EXERCISE BRIEF – Extract every line of the entries below and reproduce each one verbatim, in the same order.
..........
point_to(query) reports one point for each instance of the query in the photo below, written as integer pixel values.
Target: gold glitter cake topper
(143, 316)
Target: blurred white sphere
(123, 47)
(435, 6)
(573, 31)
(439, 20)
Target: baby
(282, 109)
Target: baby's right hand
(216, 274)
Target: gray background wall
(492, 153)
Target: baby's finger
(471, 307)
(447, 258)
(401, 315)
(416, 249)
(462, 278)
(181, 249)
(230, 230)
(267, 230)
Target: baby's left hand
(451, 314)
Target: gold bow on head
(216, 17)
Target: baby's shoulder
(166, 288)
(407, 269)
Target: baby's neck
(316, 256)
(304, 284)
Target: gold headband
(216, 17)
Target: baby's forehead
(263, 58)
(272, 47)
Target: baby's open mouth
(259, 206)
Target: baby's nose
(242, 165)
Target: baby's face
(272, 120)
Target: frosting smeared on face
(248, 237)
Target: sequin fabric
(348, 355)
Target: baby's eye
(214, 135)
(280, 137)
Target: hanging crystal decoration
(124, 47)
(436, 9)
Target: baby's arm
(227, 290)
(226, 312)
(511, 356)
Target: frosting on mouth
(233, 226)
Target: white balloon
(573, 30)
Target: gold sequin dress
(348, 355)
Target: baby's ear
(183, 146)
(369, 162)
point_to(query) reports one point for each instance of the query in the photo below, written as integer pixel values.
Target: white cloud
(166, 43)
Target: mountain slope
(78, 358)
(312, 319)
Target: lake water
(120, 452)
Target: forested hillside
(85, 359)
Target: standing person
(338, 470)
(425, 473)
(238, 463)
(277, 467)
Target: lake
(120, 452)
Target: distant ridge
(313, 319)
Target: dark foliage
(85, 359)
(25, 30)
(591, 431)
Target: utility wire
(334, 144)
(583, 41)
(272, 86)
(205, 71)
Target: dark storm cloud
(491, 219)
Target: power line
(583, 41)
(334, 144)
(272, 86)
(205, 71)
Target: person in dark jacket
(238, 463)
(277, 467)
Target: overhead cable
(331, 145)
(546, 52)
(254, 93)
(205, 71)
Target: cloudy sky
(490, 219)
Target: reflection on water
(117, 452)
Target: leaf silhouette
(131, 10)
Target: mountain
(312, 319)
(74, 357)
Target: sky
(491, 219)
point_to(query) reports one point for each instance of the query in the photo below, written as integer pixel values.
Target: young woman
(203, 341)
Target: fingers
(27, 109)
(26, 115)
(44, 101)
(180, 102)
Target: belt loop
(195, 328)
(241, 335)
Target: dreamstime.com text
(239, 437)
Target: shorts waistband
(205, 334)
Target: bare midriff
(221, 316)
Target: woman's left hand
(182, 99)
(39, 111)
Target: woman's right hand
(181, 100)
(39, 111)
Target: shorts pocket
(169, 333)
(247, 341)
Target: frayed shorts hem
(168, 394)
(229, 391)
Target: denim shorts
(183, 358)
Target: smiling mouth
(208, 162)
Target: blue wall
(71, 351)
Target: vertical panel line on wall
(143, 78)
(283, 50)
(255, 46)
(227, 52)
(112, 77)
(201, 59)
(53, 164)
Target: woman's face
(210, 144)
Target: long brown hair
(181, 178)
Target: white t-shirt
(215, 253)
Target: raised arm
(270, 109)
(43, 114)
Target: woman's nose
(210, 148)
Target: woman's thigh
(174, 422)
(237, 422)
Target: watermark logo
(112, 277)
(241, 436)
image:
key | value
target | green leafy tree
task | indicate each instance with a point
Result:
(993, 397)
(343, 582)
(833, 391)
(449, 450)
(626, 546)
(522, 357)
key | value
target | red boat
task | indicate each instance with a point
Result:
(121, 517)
..........
RESULT OF THIS EXERCISE –
point_to(query) reports one point for each instance of the query in the photo below, written as integer pixel values.
Target: gold glitter cake topper
(143, 316)
Target: blurred white sphere
(123, 47)
(435, 6)
(573, 31)
(439, 20)
Target: baby
(282, 109)
Target: baby's right hand
(216, 274)
Target: gray background wall
(492, 153)
Target: baby's finger
(471, 307)
(447, 258)
(401, 315)
(416, 249)
(462, 278)
(181, 249)
(230, 230)
(267, 230)
Target: baby's left hand
(451, 314)
Target: gold bow on head
(216, 17)
Target: baby's shoulder
(166, 288)
(407, 269)
Target: baby's neck
(316, 256)
(304, 284)
Target: gold headband
(216, 17)
Target: baby's forehead
(263, 58)
(272, 47)
Target: baby's open mouth
(259, 206)
Target: baby's nose
(242, 165)
Target: baby's face
(272, 120)
Target: frosting smeared on face
(248, 237)
Target: sequin fabric
(348, 355)
Target: baby's eye
(214, 135)
(280, 137)
Target: hanging crystal decoration
(124, 47)
(436, 9)
Target: baby's arm
(227, 290)
(226, 312)
(511, 356)
Target: frosting on mouth
(233, 226)
Target: white balloon
(573, 30)
Target: gold sequin dress
(348, 355)
Target: baby's ear
(183, 146)
(369, 162)
point_to(query) reports one point for each instance of the query in the photo below, written as integer pixel values.
Target: white cloud
(166, 43)
Target: mountain slope
(78, 358)
(312, 319)
Target: lake water
(120, 452)
Target: forested hillside
(85, 359)
Target: standing person
(338, 470)
(425, 473)
(238, 463)
(277, 467)
Target: lake
(120, 452)
Target: distant ridge
(313, 319)
Target: dark foliage
(85, 359)
(25, 30)
(591, 431)
Target: utility wire
(334, 144)
(583, 41)
(272, 86)
(205, 71)
Target: dark storm cloud
(491, 219)
Target: power line
(583, 41)
(334, 144)
(272, 86)
(205, 71)
Target: person in dark jacket
(238, 463)
(277, 467)
Target: overhead cable
(331, 145)
(546, 52)
(254, 93)
(205, 71)
Target: cloudy sky
(490, 219)
Target: reflection on water
(117, 452)
Target: leaf silhouette
(131, 10)
Target: mountain
(312, 319)
(74, 357)
Target: sky
(491, 219)
point_to(query) reports one point for each instance of the query in the photo below, written as integer pixel values.
Target: young woman
(203, 341)
Target: fingers
(27, 109)
(26, 115)
(44, 101)
(180, 102)
Target: belt loop
(195, 328)
(241, 335)
Target: dreamstime.com text
(239, 437)
Target: shorts waistband
(205, 334)
Target: bare midriff
(221, 316)
Target: woman's left hand
(182, 99)
(39, 111)
Target: woman's right hand
(181, 100)
(39, 111)
Target: shorts pocket
(169, 333)
(247, 341)
Target: frayed shorts hem
(168, 394)
(229, 391)
Target: denim shorts
(183, 358)
Target: smiling mouth
(208, 162)
Target: blue wall
(71, 351)
Target: vertical panel line on wall
(143, 78)
(283, 50)
(255, 46)
(227, 52)
(112, 77)
(201, 59)
(53, 164)
Target: woman's face
(210, 144)
Target: long brown hair
(181, 178)
Target: white t-shirt
(215, 253)
Target: raised arm
(270, 109)
(43, 114)
Target: woman's nose
(210, 148)
Target: woman's thigh
(174, 422)
(237, 422)
Target: watermark logo
(112, 277)
(241, 436)
image:
key | value
target | green leafy tree
task | indicate each instance with a point
Result:
(993, 397)
(343, 582)
(833, 391)
(449, 450)
(626, 546)
(522, 357)
key | value
target | red boat
task | indicate each instance with a point
Result:
(121, 517)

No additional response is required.